Work to be completed:
Reproduce only the lines from the one containing "the black vertical" through the end of the items, both ends included and requests included, with every point coordinate in the answers multiplied by 2 and rounded to whole numbers, halves up. Numbers in the requests and their format samples stay unchanged.

Given entries:
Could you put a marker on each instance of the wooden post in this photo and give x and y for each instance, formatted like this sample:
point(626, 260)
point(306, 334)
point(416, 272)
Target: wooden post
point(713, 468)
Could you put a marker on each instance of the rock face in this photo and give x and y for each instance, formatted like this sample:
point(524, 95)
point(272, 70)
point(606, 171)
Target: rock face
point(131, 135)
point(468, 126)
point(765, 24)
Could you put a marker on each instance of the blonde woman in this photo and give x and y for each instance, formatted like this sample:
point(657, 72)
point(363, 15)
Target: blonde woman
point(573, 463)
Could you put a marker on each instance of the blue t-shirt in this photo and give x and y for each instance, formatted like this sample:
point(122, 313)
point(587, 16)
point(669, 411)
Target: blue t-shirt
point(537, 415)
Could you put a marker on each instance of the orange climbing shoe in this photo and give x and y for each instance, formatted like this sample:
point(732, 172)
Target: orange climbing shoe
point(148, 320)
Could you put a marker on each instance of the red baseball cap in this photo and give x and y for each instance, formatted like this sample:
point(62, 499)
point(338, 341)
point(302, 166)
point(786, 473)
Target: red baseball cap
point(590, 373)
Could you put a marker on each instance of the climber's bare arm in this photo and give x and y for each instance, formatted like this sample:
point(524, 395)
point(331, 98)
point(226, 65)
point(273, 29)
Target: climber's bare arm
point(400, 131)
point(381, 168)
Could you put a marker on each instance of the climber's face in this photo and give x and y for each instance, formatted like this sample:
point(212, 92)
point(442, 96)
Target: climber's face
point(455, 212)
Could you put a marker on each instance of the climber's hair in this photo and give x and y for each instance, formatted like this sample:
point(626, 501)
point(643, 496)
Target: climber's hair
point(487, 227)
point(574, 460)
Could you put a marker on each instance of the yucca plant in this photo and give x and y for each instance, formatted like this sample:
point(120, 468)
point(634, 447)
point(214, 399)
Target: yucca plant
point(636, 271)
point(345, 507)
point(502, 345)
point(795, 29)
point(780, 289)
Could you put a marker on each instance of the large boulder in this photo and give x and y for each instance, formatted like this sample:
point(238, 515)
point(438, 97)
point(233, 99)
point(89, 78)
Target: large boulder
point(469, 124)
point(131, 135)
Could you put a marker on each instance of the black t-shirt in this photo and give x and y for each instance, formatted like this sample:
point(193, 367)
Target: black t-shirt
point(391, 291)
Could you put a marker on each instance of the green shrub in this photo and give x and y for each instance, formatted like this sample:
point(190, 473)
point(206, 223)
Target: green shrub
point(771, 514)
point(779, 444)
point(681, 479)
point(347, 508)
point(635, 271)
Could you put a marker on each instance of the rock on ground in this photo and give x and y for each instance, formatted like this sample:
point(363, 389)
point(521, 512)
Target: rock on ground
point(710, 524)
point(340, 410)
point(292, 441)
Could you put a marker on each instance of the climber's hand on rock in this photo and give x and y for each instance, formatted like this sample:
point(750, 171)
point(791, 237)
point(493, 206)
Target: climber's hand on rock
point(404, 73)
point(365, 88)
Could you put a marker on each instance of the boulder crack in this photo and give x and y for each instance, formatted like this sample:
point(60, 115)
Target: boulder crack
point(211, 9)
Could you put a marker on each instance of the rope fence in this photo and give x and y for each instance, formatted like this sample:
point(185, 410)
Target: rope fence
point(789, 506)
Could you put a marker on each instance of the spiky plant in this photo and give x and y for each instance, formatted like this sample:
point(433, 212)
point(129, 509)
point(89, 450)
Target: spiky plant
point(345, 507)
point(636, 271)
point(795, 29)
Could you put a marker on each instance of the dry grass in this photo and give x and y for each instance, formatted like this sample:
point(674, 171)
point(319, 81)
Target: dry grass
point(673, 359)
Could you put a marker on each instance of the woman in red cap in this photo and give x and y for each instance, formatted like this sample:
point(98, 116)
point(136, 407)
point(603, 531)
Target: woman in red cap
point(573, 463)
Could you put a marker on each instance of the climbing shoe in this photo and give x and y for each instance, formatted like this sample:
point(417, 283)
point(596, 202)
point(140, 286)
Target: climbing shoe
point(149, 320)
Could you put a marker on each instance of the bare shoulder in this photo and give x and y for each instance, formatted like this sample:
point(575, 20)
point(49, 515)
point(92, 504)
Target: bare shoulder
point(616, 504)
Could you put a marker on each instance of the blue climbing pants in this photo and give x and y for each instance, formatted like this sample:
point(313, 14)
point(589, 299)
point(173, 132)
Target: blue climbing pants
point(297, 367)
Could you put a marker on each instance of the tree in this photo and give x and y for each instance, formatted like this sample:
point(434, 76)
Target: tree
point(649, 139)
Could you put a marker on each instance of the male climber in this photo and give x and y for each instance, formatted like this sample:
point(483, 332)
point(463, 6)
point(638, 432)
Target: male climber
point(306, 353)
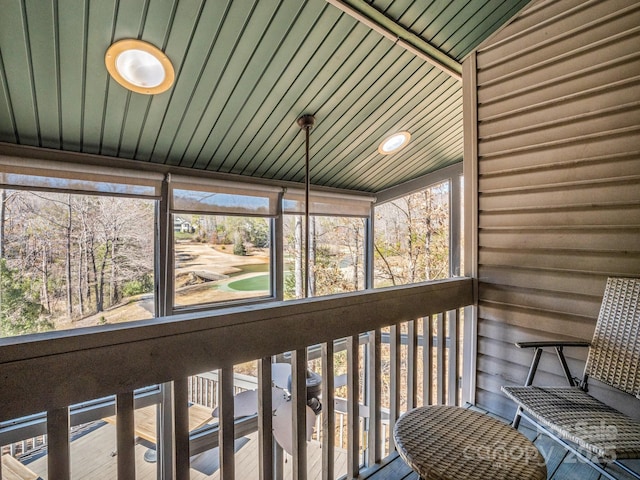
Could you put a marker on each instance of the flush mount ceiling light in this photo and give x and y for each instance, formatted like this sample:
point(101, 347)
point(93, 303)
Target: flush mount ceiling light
point(139, 66)
point(394, 142)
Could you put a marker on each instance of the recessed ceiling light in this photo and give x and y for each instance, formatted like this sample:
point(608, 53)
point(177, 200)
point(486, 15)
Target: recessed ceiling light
point(139, 66)
point(394, 142)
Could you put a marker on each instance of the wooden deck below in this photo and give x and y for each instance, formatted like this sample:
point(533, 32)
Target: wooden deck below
point(561, 464)
point(92, 457)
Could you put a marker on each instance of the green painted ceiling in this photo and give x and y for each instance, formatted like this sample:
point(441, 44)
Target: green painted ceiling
point(245, 71)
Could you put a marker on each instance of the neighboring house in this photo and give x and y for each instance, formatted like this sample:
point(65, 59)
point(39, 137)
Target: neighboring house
point(182, 226)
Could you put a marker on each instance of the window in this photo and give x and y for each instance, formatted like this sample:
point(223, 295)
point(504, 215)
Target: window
point(336, 257)
point(221, 258)
point(72, 260)
point(412, 238)
point(223, 237)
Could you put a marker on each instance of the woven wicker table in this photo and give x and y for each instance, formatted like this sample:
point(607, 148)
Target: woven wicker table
point(453, 443)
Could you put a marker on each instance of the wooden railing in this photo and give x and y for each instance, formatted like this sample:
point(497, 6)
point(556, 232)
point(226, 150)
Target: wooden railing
point(403, 348)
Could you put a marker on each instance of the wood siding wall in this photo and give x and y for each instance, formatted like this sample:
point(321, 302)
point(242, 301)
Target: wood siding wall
point(558, 182)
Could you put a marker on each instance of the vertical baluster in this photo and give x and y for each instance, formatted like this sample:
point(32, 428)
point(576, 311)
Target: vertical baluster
point(328, 412)
point(353, 404)
point(125, 435)
point(412, 365)
point(452, 368)
point(427, 360)
point(226, 435)
point(58, 460)
point(181, 428)
point(265, 419)
point(375, 437)
point(440, 365)
point(394, 380)
point(299, 412)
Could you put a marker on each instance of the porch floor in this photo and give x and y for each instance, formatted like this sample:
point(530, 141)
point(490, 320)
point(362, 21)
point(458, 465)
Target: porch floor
point(93, 456)
point(561, 464)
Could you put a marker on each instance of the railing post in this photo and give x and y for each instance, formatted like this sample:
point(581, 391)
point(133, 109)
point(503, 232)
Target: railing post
point(299, 412)
point(58, 460)
point(394, 380)
point(226, 423)
point(181, 432)
point(265, 419)
point(375, 398)
point(353, 394)
point(412, 365)
point(427, 360)
point(328, 412)
point(452, 368)
point(125, 435)
point(440, 363)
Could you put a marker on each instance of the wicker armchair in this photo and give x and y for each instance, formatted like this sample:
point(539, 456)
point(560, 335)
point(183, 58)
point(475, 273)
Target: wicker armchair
point(592, 430)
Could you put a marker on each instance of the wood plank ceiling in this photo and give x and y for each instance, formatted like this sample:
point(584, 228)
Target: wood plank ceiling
point(245, 71)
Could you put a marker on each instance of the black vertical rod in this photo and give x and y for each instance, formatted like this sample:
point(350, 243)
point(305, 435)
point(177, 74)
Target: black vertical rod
point(306, 122)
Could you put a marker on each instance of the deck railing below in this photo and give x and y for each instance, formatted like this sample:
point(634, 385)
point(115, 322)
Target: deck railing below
point(398, 347)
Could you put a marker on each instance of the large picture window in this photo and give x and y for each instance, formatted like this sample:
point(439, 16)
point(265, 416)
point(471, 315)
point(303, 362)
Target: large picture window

Output:
Could you put a marker on each instance of the black vertical rod in this photo and give x and y for each instance, formatted like this sample:
point(350, 243)
point(305, 435)
point(177, 74)
Target: black vertical rod
point(612, 244)
Could you put a marker on each instance of the deck railing below in this photo and give x and y for each instance, formatted like this sample:
point(634, 385)
point(115, 322)
Target: deck railing below
point(796, 694)
Could you put a marker on each instance of the large picture window in this photo and give x and y for each instance, formatted like this sample:
point(439, 16)
point(265, 416)
point(471, 315)
point(303, 362)
Target: large picture window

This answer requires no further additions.